--- SUPPLIED TEXT ---

Prevent Your Dog From Biting

The following information was taken from the Humane Society of the United States.

Although there is no way to guarantee that your dog will never bite someone, you can take these steps to significantly reduce the risk!

Spay or neuter your dog.

According to The Humane Society of the United States, spayed and neutered dogs are much less likely to bite. This routine procedure will also significantly reduce your dog's desire to roam and fight with other dogs.

Socialize your dog.

Introduce your dog to many different types or people and situations so that he or she is not nervous or frightened under normal social circumstances.

Train your dog.

Accompanying your dog to a training class is an excellent way to socialize him and to learn proper training techniques. Training your dog is a family matter. Every member of your household should learn the training techniques and participate in your dog's education.

Teach your dog how to behave.

Teach your dog appropriate behavior. Don't teach your dog to chase after or attach others, even in fun. Your dog can't always understand the difference between play and real life situations. Set appropriate limits for your dog's behavior. Don't wait for an accident. The first time he exhibits dangerous behavior toward any person, seek professional help from your veterinarian, an animal behaviorist, or a qualified dog trainer.

Be a responsible dog owner.

License your dog as required by law and provide regular veterinary care, including rabies vaccinations. For everyone's safety, don't allow your dog to roam alone. Make your dog a member of your family. Dogs who spend a great time alone in the backyard or tied to a chain often become dangerous. Dogs who are well-socialized and supervised are much less likely to bite.

Keep your dog away from stressful situations.

If you don't know how your dog will react to a new situation, be cautious. If your dog may panic in crowds leave him at home. If your dog overreacts to visitors or delivery or service personnel, keep him in another room. Work with professionals to help your dog become  accustomed to these and other situations. Until you are confident of his behavior, however, avoid stressful settings.

---

- WORK TO COMPLETE -
a. From the dog-bite prevention text, output the passage starting at "Socialize your dog." and ending at "normal social circumstances.", word for word.
b. Answer these questions using the dog-bite prevention text.
(i) Which organization was the information taken from?
(ii) Who in the household should learn the training techniques?
(iii) What should you do if your dog may panic in crowds?

--- PROVIDED INFORMATION ---

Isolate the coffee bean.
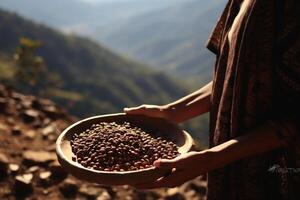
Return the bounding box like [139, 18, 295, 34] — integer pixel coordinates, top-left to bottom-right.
[70, 122, 179, 171]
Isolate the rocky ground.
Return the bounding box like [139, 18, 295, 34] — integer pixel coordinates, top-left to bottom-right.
[0, 85, 206, 200]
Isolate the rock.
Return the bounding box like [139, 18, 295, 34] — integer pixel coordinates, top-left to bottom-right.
[39, 171, 52, 180]
[42, 105, 61, 119]
[0, 153, 9, 179]
[8, 164, 20, 174]
[165, 193, 185, 200]
[165, 188, 185, 200]
[186, 181, 207, 196]
[0, 123, 10, 134]
[0, 97, 7, 112]
[96, 191, 112, 200]
[21, 109, 39, 123]
[14, 174, 33, 197]
[24, 130, 36, 140]
[79, 185, 105, 199]
[23, 150, 56, 165]
[59, 179, 78, 198]
[32, 99, 53, 110]
[27, 166, 40, 173]
[20, 99, 32, 109]
[39, 171, 52, 185]
[11, 126, 22, 136]
[48, 160, 68, 180]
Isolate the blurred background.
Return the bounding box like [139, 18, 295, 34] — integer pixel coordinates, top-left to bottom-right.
[0, 0, 226, 198]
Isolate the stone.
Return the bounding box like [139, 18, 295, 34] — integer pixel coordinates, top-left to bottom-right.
[42, 105, 60, 119]
[21, 109, 39, 123]
[11, 126, 22, 136]
[59, 179, 79, 198]
[24, 130, 36, 140]
[0, 153, 9, 179]
[79, 185, 105, 199]
[186, 181, 207, 196]
[96, 191, 112, 200]
[165, 193, 186, 200]
[39, 171, 52, 185]
[8, 163, 20, 174]
[23, 150, 56, 165]
[48, 160, 68, 180]
[27, 166, 40, 173]
[39, 171, 52, 180]
[14, 174, 33, 197]
[0, 97, 7, 112]
[165, 188, 185, 200]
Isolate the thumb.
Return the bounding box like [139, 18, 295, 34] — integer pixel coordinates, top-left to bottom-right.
[123, 106, 144, 114]
[153, 158, 182, 169]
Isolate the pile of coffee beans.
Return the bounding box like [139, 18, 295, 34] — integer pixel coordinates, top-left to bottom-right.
[71, 122, 179, 171]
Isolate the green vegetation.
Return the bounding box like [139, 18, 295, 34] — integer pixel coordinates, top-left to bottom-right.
[0, 10, 207, 147]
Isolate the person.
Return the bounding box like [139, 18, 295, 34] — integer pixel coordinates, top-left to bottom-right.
[124, 0, 300, 200]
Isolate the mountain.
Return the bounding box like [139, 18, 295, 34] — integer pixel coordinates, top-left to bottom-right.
[0, 8, 187, 116]
[94, 0, 225, 83]
[0, 84, 207, 200]
[0, 0, 178, 35]
[0, 10, 208, 145]
[0, 0, 225, 85]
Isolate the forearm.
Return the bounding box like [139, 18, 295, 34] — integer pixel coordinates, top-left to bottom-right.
[207, 124, 282, 167]
[166, 82, 212, 123]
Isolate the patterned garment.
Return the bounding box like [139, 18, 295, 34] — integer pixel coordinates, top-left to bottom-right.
[207, 0, 300, 200]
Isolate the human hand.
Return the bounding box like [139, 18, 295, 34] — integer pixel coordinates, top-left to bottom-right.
[124, 104, 174, 121]
[134, 151, 217, 189]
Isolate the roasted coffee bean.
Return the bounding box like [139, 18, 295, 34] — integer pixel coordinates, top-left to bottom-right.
[70, 122, 180, 171]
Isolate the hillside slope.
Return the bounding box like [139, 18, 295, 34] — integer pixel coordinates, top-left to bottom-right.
[0, 84, 206, 200]
[93, 0, 225, 83]
[0, 10, 185, 116]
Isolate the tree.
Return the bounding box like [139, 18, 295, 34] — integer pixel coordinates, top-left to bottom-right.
[14, 38, 60, 95]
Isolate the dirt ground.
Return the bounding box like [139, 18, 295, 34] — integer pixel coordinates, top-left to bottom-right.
[0, 85, 206, 200]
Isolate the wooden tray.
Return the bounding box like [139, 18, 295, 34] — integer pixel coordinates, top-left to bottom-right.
[56, 113, 193, 186]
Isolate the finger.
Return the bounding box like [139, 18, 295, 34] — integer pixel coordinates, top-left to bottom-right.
[136, 171, 189, 189]
[124, 106, 145, 115]
[153, 156, 184, 169]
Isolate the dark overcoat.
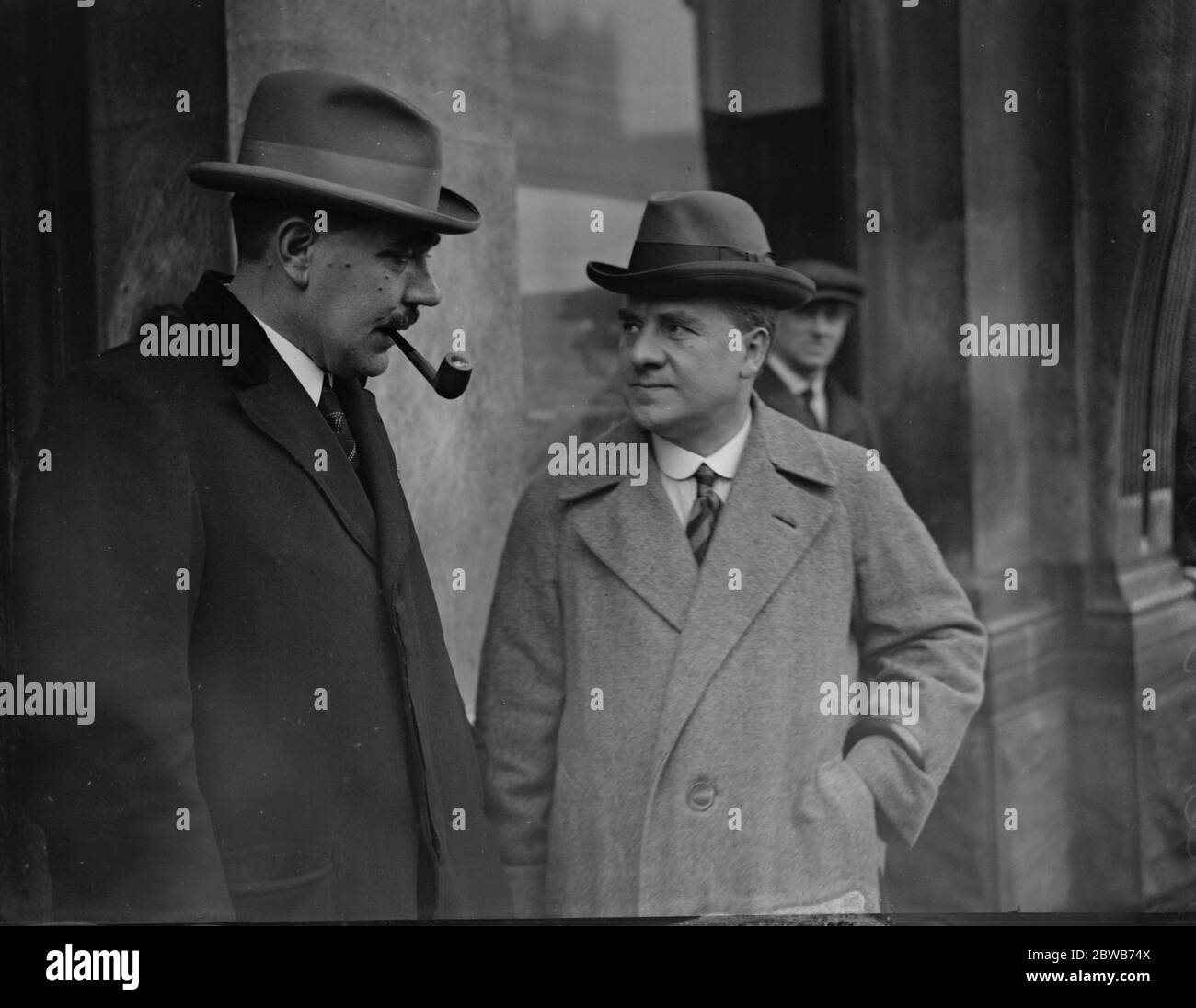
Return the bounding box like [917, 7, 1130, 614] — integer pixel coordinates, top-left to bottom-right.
[756, 367, 881, 451]
[16, 274, 507, 921]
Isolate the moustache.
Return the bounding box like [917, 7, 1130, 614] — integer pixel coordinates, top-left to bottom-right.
[379, 308, 420, 329]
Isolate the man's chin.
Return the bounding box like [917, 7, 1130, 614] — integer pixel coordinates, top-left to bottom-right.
[625, 395, 673, 431]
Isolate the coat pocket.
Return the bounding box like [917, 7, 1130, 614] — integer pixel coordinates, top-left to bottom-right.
[223, 843, 338, 923]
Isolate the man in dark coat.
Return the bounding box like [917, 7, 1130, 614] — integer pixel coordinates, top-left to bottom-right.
[16, 71, 509, 922]
[756, 259, 880, 450]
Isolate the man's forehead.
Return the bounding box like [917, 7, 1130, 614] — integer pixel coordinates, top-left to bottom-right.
[347, 220, 440, 252]
[623, 298, 722, 318]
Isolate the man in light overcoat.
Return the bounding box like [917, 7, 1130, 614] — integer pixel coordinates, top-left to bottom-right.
[477, 192, 985, 916]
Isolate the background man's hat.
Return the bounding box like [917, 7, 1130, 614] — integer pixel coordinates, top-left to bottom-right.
[586, 191, 814, 308]
[786, 259, 865, 305]
[188, 71, 482, 235]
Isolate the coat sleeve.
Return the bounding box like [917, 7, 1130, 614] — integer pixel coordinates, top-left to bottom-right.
[477, 481, 565, 917]
[846, 450, 987, 845]
[15, 359, 234, 922]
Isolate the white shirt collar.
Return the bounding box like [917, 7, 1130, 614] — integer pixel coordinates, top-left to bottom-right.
[652, 409, 751, 479]
[254, 315, 324, 406]
[768, 351, 826, 398]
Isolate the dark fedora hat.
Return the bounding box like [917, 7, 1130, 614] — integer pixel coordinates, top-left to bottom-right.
[785, 259, 865, 305]
[586, 191, 814, 308]
[188, 71, 482, 235]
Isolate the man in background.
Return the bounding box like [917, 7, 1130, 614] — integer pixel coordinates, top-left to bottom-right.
[756, 259, 880, 449]
[15, 71, 507, 923]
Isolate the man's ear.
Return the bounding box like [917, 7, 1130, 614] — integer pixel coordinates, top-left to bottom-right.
[739, 326, 773, 378]
[271, 216, 316, 287]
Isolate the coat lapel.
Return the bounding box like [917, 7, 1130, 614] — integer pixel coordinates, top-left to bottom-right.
[184, 272, 378, 563]
[559, 421, 697, 631]
[654, 395, 836, 774]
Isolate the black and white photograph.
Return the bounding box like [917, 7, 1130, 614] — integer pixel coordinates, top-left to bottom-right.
[0, 0, 1196, 996]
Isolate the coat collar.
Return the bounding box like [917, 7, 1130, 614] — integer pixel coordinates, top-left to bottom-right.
[183, 271, 380, 563]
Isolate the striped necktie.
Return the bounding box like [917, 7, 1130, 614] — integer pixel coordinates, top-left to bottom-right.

---

- SOLUTIONS TO EACH TASK -
a.
Socialize your dog.

Introduce your dog to many different types or people and situations so that he or she is not nervous or frightened under normal social circumstances.

b.
(i) The Humane Society of the United States.
(ii) Every member of the household.
(iii) Leave the dog at home.